• _ENTRIES PROVIDED_

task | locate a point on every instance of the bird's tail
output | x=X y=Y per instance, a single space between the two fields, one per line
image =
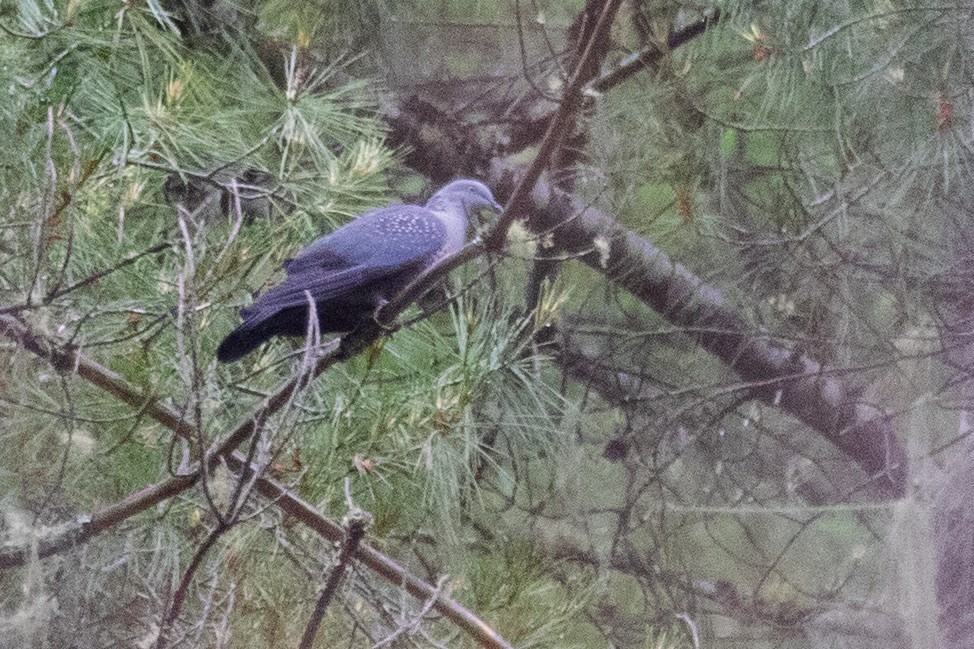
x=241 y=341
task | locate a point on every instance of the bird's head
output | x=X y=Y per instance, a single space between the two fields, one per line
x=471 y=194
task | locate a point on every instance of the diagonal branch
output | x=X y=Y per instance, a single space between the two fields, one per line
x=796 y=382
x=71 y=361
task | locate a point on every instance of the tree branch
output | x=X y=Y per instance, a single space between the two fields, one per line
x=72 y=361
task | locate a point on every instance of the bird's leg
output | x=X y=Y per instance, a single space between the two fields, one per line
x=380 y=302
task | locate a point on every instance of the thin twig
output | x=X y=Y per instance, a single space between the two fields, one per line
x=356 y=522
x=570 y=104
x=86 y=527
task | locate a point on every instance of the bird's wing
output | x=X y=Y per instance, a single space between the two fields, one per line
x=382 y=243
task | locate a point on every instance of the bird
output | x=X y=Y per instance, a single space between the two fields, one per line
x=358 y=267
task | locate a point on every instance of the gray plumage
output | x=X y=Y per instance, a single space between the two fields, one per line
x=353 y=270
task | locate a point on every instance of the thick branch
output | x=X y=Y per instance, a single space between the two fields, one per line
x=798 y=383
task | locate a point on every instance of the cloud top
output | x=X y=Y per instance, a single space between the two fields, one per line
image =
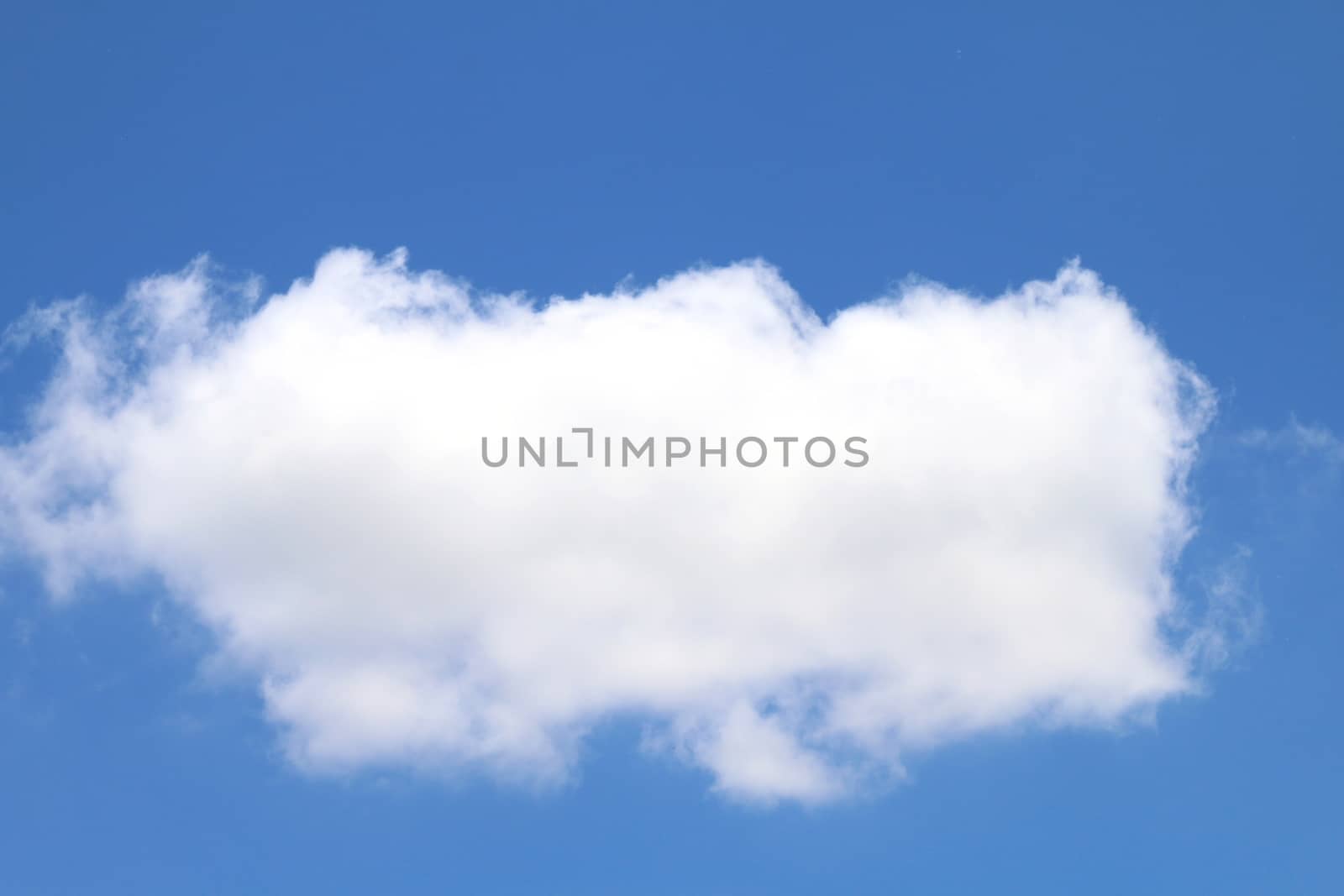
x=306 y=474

--

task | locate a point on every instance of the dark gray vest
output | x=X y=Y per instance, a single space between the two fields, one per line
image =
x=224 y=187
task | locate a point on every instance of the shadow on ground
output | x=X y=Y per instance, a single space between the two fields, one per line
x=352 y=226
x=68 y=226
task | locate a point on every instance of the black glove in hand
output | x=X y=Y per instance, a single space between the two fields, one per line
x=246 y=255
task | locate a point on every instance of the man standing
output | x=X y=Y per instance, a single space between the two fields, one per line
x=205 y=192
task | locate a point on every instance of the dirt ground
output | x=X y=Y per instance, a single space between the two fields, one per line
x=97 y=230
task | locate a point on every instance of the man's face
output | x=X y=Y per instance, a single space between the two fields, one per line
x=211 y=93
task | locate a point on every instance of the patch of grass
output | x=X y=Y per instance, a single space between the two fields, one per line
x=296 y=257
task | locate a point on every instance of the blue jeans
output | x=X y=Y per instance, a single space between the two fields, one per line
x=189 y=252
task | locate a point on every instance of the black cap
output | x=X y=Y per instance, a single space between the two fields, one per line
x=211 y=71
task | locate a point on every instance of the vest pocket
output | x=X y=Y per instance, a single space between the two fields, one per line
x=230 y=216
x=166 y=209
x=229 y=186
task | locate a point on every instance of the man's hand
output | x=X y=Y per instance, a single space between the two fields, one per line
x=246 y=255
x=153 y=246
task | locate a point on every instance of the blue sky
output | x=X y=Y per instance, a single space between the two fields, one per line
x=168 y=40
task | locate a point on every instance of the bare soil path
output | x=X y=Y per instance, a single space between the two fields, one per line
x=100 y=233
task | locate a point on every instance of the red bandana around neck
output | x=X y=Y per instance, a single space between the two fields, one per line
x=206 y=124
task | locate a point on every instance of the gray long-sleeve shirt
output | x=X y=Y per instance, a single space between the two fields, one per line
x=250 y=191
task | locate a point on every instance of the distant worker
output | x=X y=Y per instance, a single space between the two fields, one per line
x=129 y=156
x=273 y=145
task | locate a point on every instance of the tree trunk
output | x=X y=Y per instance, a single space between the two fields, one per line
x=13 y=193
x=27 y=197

• _ABOUT THIS EXERCISE_
The expected result is a copy of each line in the records where "vest" appears.

• _SOLUTION TO THIS EXERCISE_
task | locate a point on every instance of the dark gray vest
task | locate a point on every instance of the vest pocket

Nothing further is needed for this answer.